Set task 1:
From the review of Invasion of the Space Invaders, copy the passage starting with "Books on Video" and going on through "than anything else.".
Set task 2:
Condense the paragraph of the review of Invasion of the Space Invaders that begins "While Video Invaders had some interesting illustrations" into a short bulleted list that keeps its main facts.
Set task 3:
Name every real person that the review of Invasion of the Space Invaders mentions by name.

── Provided passage

Books on Video Games
Invasion of the Space Invaders
Author: Martin Amis
Date: November 1982
While Video Invaders had some interesting illustrations, it did shine with content rather than flashy imagery. Invasion of the Space Invaders on the other hand was the original coffee table book on video games. With supersized photos of suave teens in front of arcade machines and beautiful colored screenshot reproductions (and some not so beautiful real screenshots), the look and feel of the period is documented here more than anything else.
Martin Amis apparently wrote it at a very young age, and rather than a serious journalistic work, Invasion comes off as a peer-written lifestyle book, full of casual expressions and forced sexual innuendos. ("If Jumpman gets to the top a certain number of times, Jumpman saves the Lady. You have to be over eighteen to see what he does to her next.") At the same time the author is painting himself as a penniless loser who "can't seem to find any girlfriends." Yep, opening with a somewhat awkward foreword by Steven Spielberg the whole book totally seems to buy into the "video games are a dangerous addiction" thing, but all the while being really hypocritic about it. It's all "video games will drive you into child prostitution with your local pastor, who then steals money from your church, and also get your parent's asses evicted. Now go and play those awesome games!"
Sounds familiar, doesn't it? It's the sort of talk you hear from a "reformed" alky, as he braces himself to describe his latest relapse.
The narrative itself is a very personal one, Amis most of the time talks about his own experiences. So half of the text is anecdotes with whole pages of weird tangents, like the philosophy of high score table initials (COQ, FUC, BUM) or analog cheating with analog cheating by messing with the machines with electric cigarette lighters or "battery-run kitchen gizmos." There is a bit of history, but it's basically just "Nolan Bushnell invented video games, but they were boring. Then came Space Invader. The End." The strong bias for Namco's hit and space games in general is found throughout the book. Video ping-pong was a "moronic fad," and his opinion the new cartoonish games like Frogger and Donkey Kong is equally dismissive:
In acquisitive panic, the video moguls decided to go for the banal fantasies of the nursery, the cinema and the grandstand. I venture to suggest that these games will not last. They will not last because they are boring games."

────
── Data

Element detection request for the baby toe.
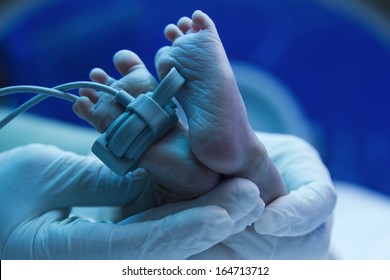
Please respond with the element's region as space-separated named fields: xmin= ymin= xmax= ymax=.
xmin=177 ymin=17 xmax=192 ymax=34
xmin=164 ymin=23 xmax=184 ymax=42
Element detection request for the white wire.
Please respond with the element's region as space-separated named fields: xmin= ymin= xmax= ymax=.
xmin=0 ymin=81 xmax=118 ymax=129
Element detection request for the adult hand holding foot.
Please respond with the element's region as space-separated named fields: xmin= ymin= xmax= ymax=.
xmin=0 ymin=144 xmax=264 ymax=260
xmin=75 ymin=11 xmax=335 ymax=258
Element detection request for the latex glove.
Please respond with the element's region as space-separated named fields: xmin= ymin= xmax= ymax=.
xmin=192 ymin=133 xmax=336 ymax=259
xmin=0 ymin=145 xmax=263 ymax=259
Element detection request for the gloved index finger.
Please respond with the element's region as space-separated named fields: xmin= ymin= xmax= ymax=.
xmin=255 ymin=183 xmax=335 ymax=237
xmin=37 ymin=206 xmax=234 ymax=259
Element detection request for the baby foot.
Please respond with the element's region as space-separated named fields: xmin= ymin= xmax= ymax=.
xmin=155 ymin=11 xmax=285 ymax=202
xmin=73 ymin=50 xmax=219 ymax=203
xmin=73 ymin=50 xmax=157 ymax=133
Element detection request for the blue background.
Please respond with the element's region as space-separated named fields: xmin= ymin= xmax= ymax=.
xmin=0 ymin=0 xmax=390 ymax=195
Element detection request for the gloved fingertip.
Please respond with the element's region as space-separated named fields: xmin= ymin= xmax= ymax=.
xmin=254 ymin=208 xmax=289 ymax=236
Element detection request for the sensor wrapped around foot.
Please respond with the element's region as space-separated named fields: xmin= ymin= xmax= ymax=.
xmin=92 ymin=68 xmax=185 ymax=176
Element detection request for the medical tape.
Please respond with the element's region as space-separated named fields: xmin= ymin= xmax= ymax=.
xmin=92 ymin=68 xmax=185 ymax=176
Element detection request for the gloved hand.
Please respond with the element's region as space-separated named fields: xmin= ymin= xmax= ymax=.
xmin=0 ymin=145 xmax=264 ymax=259
xmin=192 ymin=133 xmax=336 ymax=259
xmin=133 ymin=133 xmax=336 ymax=259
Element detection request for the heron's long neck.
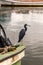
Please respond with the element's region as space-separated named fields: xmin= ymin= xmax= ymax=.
xmin=25 ymin=27 xmax=27 ymax=31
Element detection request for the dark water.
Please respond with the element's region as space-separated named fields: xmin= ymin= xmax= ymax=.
xmin=0 ymin=10 xmax=43 ymax=65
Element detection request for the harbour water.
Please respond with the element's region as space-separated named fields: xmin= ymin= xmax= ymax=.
xmin=0 ymin=9 xmax=43 ymax=65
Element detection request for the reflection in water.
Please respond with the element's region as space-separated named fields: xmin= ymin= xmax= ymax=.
xmin=0 ymin=10 xmax=43 ymax=65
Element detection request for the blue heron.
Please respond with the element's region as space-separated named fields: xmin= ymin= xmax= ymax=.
xmin=18 ymin=24 xmax=30 ymax=42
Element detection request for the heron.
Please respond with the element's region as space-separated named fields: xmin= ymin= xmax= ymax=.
xmin=18 ymin=24 xmax=30 ymax=43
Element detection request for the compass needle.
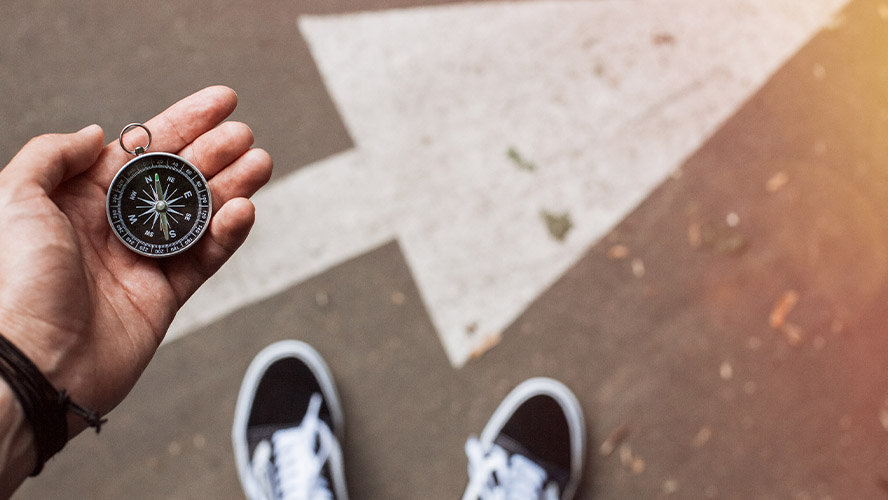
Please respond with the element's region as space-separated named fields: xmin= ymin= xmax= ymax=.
xmin=106 ymin=124 xmax=213 ymax=257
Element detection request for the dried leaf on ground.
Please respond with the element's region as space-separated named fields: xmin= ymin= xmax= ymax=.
xmin=506 ymin=147 xmax=536 ymax=172
xmin=765 ymin=171 xmax=789 ymax=193
xmin=469 ymin=333 xmax=503 ymax=361
xmin=607 ymin=245 xmax=629 ymax=260
xmin=542 ymin=210 xmax=573 ymax=241
xmin=768 ymin=290 xmax=801 ymax=330
xmin=598 ymin=424 xmax=629 ymax=457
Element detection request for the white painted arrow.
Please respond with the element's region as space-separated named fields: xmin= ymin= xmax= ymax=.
xmin=165 ymin=0 xmax=846 ymax=366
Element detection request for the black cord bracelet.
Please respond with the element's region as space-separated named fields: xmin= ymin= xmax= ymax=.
xmin=0 ymin=335 xmax=106 ymax=476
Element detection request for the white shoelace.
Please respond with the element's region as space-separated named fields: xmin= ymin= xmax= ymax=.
xmin=463 ymin=438 xmax=558 ymax=500
xmin=252 ymin=394 xmax=337 ymax=500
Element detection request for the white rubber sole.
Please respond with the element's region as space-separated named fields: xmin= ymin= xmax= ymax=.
xmin=480 ymin=377 xmax=586 ymax=500
xmin=231 ymin=340 xmax=348 ymax=500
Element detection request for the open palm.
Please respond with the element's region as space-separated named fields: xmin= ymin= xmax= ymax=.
xmin=0 ymin=87 xmax=272 ymax=434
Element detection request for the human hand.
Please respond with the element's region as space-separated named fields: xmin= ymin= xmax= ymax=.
xmin=0 ymin=87 xmax=272 ymax=444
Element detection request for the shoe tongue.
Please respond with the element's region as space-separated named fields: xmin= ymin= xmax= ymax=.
xmin=493 ymin=434 xmax=570 ymax=491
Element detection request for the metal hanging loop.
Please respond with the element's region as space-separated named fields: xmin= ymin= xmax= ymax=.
xmin=118 ymin=123 xmax=151 ymax=156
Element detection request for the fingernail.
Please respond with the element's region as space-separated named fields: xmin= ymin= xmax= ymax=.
xmin=76 ymin=123 xmax=102 ymax=134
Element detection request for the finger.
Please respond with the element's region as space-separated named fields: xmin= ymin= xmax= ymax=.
xmin=209 ymin=148 xmax=273 ymax=207
xmin=161 ymin=198 xmax=256 ymax=307
xmin=178 ymin=122 xmax=253 ymax=179
xmin=3 ymin=125 xmax=105 ymax=194
xmin=93 ymin=86 xmax=237 ymax=186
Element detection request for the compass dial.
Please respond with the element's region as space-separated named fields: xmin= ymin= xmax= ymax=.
xmin=107 ymin=153 xmax=213 ymax=257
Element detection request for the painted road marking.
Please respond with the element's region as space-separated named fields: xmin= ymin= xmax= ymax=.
xmin=165 ymin=0 xmax=846 ymax=366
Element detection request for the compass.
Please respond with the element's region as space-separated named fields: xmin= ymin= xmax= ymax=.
xmin=106 ymin=123 xmax=213 ymax=257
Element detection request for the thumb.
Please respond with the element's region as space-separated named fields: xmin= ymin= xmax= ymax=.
xmin=2 ymin=125 xmax=105 ymax=194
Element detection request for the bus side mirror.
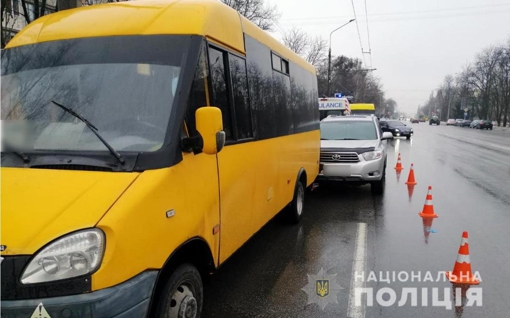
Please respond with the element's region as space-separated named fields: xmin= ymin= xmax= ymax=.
xmin=195 ymin=106 xmax=226 ymax=155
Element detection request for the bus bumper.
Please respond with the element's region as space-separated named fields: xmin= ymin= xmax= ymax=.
xmin=1 ymin=271 xmax=158 ymax=318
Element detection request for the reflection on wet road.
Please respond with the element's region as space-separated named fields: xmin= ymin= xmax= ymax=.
xmin=203 ymin=123 xmax=510 ymax=317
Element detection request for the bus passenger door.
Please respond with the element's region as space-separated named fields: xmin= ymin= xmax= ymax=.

────

Correct output 1:
Books on Video Games
Invasion of the Space Invaders
Author: Martin Amis
Date: November 1982
While Video Invaders had some interesting illustrations, it did shine with content rather than flashy imagery. Invasion of the Space Invaders on the other hand was the original coffee table book on video games. With supersized photos of suave teens in front of arcade machines and beautiful colored screenshot reproductions (and some not so beautiful real screenshots), the look and feel of the period is documented here more than anything else.

Correct output 2:
- Video Invaders had some interesting illustrations but stood out for its content rather than flashy imagery.
- Invasion of the Space Invaders, by contrast, was the original coffee table book on video games.
- It includes supersized photos of suave teens in front of arcade machines, beautiful colored screenshot reproductions, and some less beautiful real screenshots.
- More than anything else, it documents the look and feel of the period.

Correct output 3:
- Martin Amis
- Steven Spielberg
- Nolan Bushnell